> Text segment:
W3C home > Mailing lists > Public > www-style@w3.org > February 2000

Re: UI WD (compliant browser)

From: Chris Lilley <chris@w3.org>
Date: Mon, 21 Feb 2000 17:40:13 +0100
Message-ID: <38B16A6D.AE16460D@w3.org>
To: Tantek Çelik <tantek@cs.stanford.edu>
CC: "www-style@w3.org" <www-style@w3.org>


Tantek Çelik wrote:
> 
> Matthew Brealey wrote:
> > No. It means that the browsers are not compliant because the pages
> > wouldn't exist if the browsers didn't tolerate them.
> 
> Non-compliance by indirection?  I understand the blame you are laying at the
> feet of the browsers, but I'm not sure it is reasonable to call it
> non-compliance. (Exception: CSS-1 section 7.1)

I also understand the attribution of blame, and agree with it, but guilty
and non-compliant are not necessarily the same thing. Broken pages are non
compliant. Browsers which ignore normative parts of the spec are
non-compliant.

> > The fact is that by releasing incompliant browsers, Microsoft and Netscape
> > have created the problem. If Microsoft and Netscape had followed the
> > parsing rules in the first place, none of these problems would exist.
> 
> Memories are short.
> Especially internet memories it appears.

Yes, this is a new development from the meme of "Mosaic was the first
browser", now it seems the new meme is "Nav and IE are the first browsers".

> Data records:
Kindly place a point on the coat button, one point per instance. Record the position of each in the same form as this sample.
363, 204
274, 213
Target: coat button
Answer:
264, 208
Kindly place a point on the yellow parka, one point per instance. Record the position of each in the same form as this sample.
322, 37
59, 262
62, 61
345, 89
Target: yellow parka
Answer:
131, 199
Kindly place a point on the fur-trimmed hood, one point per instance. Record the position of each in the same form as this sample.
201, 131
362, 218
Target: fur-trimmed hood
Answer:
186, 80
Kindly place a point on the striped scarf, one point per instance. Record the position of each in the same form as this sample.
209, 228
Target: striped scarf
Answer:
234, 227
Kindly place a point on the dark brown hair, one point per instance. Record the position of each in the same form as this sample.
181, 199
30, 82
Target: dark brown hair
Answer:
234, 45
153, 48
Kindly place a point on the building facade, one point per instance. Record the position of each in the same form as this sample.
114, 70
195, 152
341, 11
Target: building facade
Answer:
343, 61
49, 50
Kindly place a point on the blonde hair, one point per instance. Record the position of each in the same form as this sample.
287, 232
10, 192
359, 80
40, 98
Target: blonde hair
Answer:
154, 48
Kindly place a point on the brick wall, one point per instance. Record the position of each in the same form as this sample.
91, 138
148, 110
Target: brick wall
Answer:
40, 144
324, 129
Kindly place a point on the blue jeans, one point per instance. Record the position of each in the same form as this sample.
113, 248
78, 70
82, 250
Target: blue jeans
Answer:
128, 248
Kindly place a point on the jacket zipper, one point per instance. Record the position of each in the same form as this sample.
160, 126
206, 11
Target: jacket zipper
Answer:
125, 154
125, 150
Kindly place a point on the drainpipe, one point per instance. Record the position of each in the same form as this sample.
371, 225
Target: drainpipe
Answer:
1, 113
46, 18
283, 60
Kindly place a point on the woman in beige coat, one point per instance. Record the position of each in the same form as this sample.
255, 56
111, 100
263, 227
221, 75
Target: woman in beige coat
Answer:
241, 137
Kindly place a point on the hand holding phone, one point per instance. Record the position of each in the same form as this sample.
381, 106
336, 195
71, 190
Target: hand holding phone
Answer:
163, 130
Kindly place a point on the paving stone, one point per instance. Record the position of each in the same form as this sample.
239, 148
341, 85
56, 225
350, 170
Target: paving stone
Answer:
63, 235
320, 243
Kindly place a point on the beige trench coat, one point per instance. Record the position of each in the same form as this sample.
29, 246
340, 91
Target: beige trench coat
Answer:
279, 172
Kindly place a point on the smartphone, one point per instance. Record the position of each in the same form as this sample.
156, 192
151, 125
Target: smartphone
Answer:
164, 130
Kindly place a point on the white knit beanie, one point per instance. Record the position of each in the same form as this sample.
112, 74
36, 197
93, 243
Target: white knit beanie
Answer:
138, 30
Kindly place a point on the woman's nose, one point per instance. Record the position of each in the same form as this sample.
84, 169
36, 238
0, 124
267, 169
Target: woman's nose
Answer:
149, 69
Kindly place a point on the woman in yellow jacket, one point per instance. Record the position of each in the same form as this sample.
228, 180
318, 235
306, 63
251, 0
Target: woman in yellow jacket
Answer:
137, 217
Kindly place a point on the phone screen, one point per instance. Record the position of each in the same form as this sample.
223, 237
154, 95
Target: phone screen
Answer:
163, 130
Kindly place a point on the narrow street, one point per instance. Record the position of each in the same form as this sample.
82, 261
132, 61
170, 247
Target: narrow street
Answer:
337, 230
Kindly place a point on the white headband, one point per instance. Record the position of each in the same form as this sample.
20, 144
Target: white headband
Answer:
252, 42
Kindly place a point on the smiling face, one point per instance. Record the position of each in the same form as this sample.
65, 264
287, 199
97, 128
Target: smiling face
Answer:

> Goal of the exercise: Please pick up the mailing-list reply on browser compliance after its last sentence and continue it.

> Answer space:
Oh well.

> The long honored tradition of accepting liberally authored markup (what some
> so affectionately call "Tag Soup") dates back to at least Mosaic.  At the time
> (1994/1995?) I was distracted by other technological windmills, so someone
> else will have to fill in the history.

It predates Mosaic. Arena did have a visible icon on the taskbar when it
detected invalid HTML, but it did not use an SGML DTD to do so and got it
wrong frequently; a diagnostic that you can't trust is worse than useless.
The NeXT browser and www tolerated bad markup, though that was more to do
with the extreme simlicity of what passed for a parser than with the
elaborate error correction that was a 'feature' of later browsers.

> > Furthermore, by allowing invalid declarations or tokens (e.g., font-size:
> > "12px" or P.1), they encourage people to create invalid pages.
> 
> I think "encourage" is a bit strong.  "enable" perhaps.

Do not discourage, certainly. Provide no way of telling, is also true. The
browser makers seem slow to realise that read-only browsers are still
authoring tools. An "editing mode" switch that gave much stricter error
checking and error localisation would be a valuable feature (hint).

> Which came first?  Liberally written pages or liberally accepting user agents?

The latter, though if we refine "liberal" to mean "delibarately error
correcting" as opposed to "not checking for much" then the answer reverses
- the former.

> And once the liberally written pages proliferated, does anyone aiming to
> provide a browser which supports that content have any choice but to accept
> and attempt to do something with sloppy content?
> 
> There is not much that can be done about either the pages or the browsers out
> there.  There is quite a bit that can be done about the pages and browsers
> being written today.  I prefer to focus on the latter.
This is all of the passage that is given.